> Collected data entries:
::::
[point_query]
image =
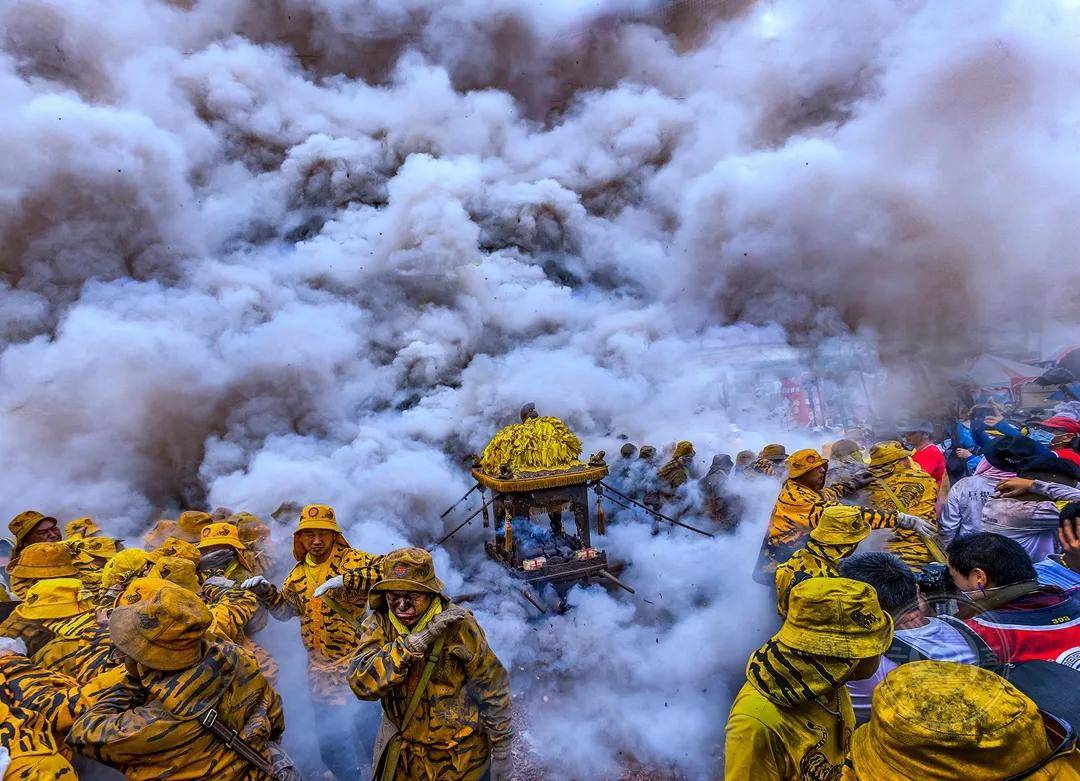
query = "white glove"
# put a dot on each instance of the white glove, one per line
(259, 586)
(336, 582)
(916, 524)
(420, 642)
(12, 645)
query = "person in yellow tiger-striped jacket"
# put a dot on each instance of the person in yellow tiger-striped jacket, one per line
(226, 562)
(835, 538)
(90, 556)
(37, 709)
(329, 631)
(802, 498)
(442, 687)
(80, 646)
(149, 726)
(902, 486)
(231, 607)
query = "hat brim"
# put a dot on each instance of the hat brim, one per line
(39, 613)
(22, 536)
(125, 635)
(31, 571)
(376, 597)
(298, 551)
(836, 538)
(840, 645)
(210, 541)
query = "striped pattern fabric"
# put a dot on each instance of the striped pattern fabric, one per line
(790, 677)
(329, 637)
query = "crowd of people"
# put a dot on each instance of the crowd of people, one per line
(929, 600)
(930, 629)
(147, 660)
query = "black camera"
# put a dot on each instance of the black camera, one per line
(935, 579)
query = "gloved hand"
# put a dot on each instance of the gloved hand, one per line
(502, 763)
(215, 560)
(336, 582)
(861, 480)
(259, 586)
(916, 524)
(12, 645)
(420, 642)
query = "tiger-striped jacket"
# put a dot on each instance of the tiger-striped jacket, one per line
(463, 712)
(148, 726)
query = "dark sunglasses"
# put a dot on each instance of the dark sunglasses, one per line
(1060, 734)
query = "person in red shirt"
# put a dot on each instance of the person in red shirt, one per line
(1020, 619)
(927, 454)
(1065, 431)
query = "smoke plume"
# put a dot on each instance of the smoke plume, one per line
(321, 250)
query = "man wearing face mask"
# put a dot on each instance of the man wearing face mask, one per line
(1061, 434)
(793, 717)
(153, 724)
(443, 690)
(804, 498)
(328, 628)
(29, 527)
(1017, 618)
(920, 436)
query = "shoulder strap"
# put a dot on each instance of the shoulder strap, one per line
(392, 753)
(429, 669)
(985, 655)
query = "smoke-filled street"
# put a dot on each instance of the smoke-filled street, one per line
(341, 339)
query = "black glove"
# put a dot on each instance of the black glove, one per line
(420, 642)
(502, 762)
(215, 560)
(861, 480)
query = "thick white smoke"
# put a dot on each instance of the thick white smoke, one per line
(321, 250)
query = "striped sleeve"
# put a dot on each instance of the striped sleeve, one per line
(379, 664)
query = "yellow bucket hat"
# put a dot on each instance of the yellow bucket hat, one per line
(81, 527)
(836, 617)
(56, 597)
(885, 453)
(250, 528)
(946, 722)
(161, 532)
(316, 517)
(24, 523)
(176, 547)
(125, 565)
(96, 547)
(802, 461)
(163, 632)
(406, 569)
(44, 560)
(140, 590)
(190, 523)
(684, 448)
(773, 453)
(221, 534)
(840, 525)
(180, 571)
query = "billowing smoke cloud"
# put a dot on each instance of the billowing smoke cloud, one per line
(318, 250)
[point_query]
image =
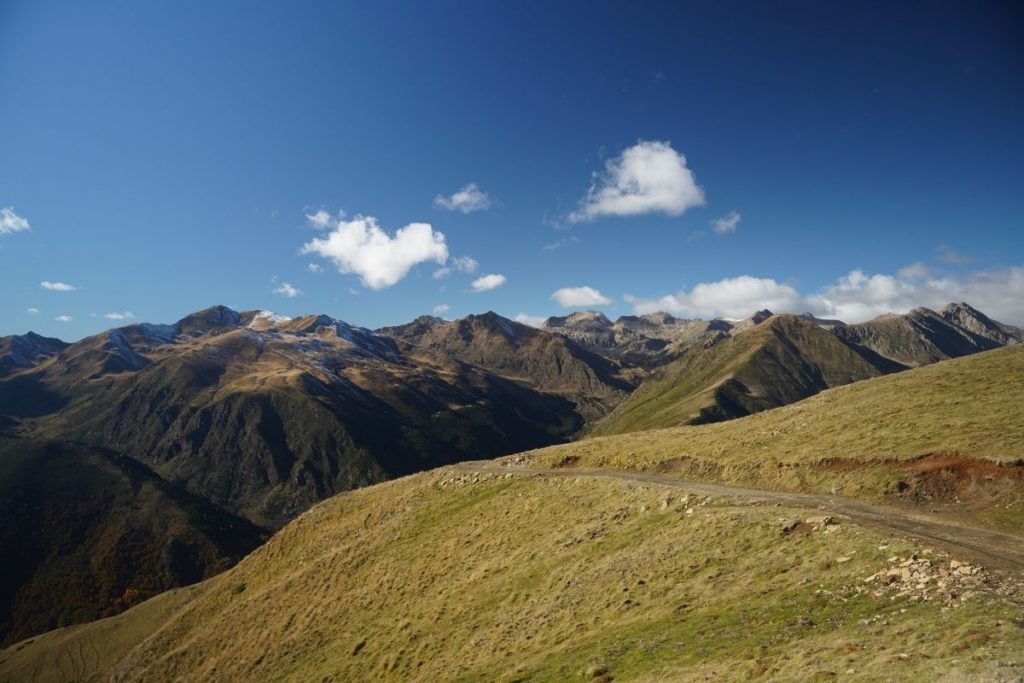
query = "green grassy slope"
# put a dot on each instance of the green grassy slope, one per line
(781, 360)
(86, 534)
(951, 432)
(445, 577)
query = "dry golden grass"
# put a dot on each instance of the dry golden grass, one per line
(973, 407)
(462, 577)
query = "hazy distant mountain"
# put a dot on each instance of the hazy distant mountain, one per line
(264, 415)
(546, 361)
(645, 341)
(19, 351)
(766, 361)
(228, 422)
(925, 336)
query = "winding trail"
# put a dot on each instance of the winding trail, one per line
(992, 549)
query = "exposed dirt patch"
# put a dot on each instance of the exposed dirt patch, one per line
(954, 478)
(942, 477)
(567, 461)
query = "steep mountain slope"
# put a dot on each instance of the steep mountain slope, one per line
(507, 573)
(780, 360)
(265, 416)
(19, 351)
(924, 336)
(87, 534)
(643, 341)
(948, 434)
(538, 358)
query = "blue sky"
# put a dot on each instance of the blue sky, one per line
(160, 158)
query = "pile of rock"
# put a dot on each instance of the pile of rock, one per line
(921, 579)
(520, 460)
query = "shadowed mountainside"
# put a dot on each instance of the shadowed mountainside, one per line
(376, 583)
(87, 534)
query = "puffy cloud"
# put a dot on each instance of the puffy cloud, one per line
(363, 248)
(322, 219)
(858, 296)
(949, 255)
(286, 289)
(531, 321)
(853, 298)
(56, 287)
(467, 200)
(461, 263)
(649, 177)
(726, 223)
(11, 222)
(572, 297)
(915, 270)
(735, 297)
(487, 283)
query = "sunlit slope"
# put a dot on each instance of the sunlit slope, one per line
(778, 361)
(972, 406)
(481, 577)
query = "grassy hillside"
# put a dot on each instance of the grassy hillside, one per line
(512, 578)
(778, 361)
(948, 433)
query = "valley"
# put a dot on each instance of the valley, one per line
(622, 450)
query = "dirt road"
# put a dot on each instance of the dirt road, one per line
(992, 549)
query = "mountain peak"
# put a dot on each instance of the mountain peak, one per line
(214, 318)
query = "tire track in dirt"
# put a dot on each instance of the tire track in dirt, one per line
(992, 549)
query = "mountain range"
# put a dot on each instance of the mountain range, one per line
(220, 428)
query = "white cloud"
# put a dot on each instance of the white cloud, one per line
(531, 321)
(949, 255)
(467, 200)
(735, 297)
(487, 283)
(915, 270)
(465, 264)
(322, 219)
(853, 298)
(56, 287)
(573, 297)
(558, 244)
(462, 264)
(649, 177)
(286, 289)
(726, 223)
(363, 248)
(11, 222)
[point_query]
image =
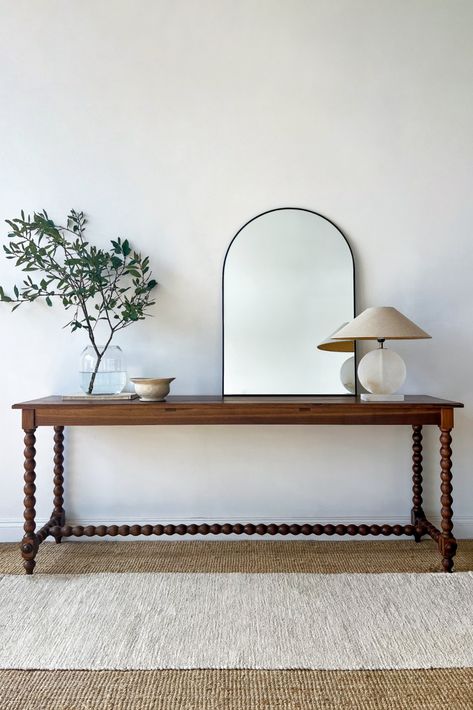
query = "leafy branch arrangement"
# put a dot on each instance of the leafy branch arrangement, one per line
(113, 288)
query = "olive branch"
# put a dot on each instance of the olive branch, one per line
(110, 287)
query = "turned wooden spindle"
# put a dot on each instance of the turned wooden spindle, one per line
(447, 543)
(58, 512)
(29, 544)
(417, 512)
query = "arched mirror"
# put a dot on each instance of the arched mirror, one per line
(288, 283)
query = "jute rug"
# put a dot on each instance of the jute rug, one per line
(209, 689)
(258, 621)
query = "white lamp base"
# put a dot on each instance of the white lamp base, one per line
(382, 372)
(382, 397)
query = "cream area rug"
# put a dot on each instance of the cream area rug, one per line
(254, 621)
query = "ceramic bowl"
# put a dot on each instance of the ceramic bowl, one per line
(152, 389)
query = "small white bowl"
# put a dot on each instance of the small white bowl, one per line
(152, 389)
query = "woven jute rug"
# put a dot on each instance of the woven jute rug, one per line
(429, 689)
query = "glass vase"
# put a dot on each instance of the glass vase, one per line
(105, 375)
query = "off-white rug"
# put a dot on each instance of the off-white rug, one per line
(314, 621)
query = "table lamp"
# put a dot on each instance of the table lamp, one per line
(381, 371)
(347, 370)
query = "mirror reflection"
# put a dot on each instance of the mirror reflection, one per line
(288, 283)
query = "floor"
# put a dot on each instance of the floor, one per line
(432, 689)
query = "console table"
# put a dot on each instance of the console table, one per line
(415, 411)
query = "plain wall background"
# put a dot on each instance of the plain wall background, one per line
(172, 124)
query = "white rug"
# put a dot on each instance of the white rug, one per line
(156, 621)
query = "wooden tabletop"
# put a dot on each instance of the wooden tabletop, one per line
(343, 409)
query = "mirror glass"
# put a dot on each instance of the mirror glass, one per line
(288, 284)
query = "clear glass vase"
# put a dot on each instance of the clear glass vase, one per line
(109, 377)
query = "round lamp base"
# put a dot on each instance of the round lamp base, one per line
(382, 371)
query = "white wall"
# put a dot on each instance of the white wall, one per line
(173, 123)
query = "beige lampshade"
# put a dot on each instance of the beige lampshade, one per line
(379, 323)
(337, 346)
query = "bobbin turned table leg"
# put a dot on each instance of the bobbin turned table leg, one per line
(29, 544)
(58, 514)
(417, 512)
(446, 542)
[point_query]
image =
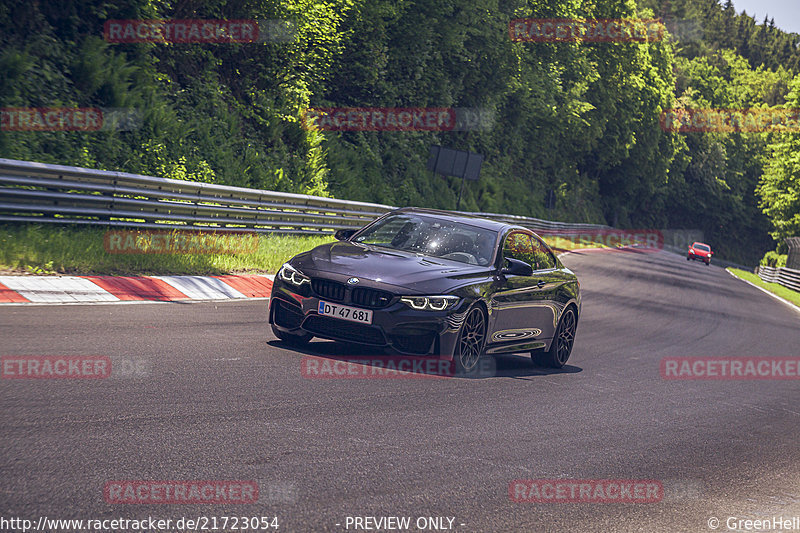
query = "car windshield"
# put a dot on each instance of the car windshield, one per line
(432, 236)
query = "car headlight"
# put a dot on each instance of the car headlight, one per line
(291, 275)
(429, 303)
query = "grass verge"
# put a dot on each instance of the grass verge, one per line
(778, 290)
(44, 249)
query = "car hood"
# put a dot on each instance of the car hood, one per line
(394, 267)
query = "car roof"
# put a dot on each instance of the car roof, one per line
(450, 216)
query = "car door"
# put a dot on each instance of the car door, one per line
(521, 305)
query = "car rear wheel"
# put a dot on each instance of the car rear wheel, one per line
(561, 347)
(470, 344)
(291, 338)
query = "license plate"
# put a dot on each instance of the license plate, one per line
(345, 312)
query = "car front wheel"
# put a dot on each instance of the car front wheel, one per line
(470, 344)
(561, 346)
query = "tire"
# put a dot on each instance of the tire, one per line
(470, 344)
(561, 347)
(291, 338)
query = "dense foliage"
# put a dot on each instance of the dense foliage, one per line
(579, 121)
::::
> Task:
Could you collect every line in the rows above that contains the word "blue" and copy each one out in full?

> Full solution:
query = "blue sky"
# put a dot on each instance of the blue sky, one per line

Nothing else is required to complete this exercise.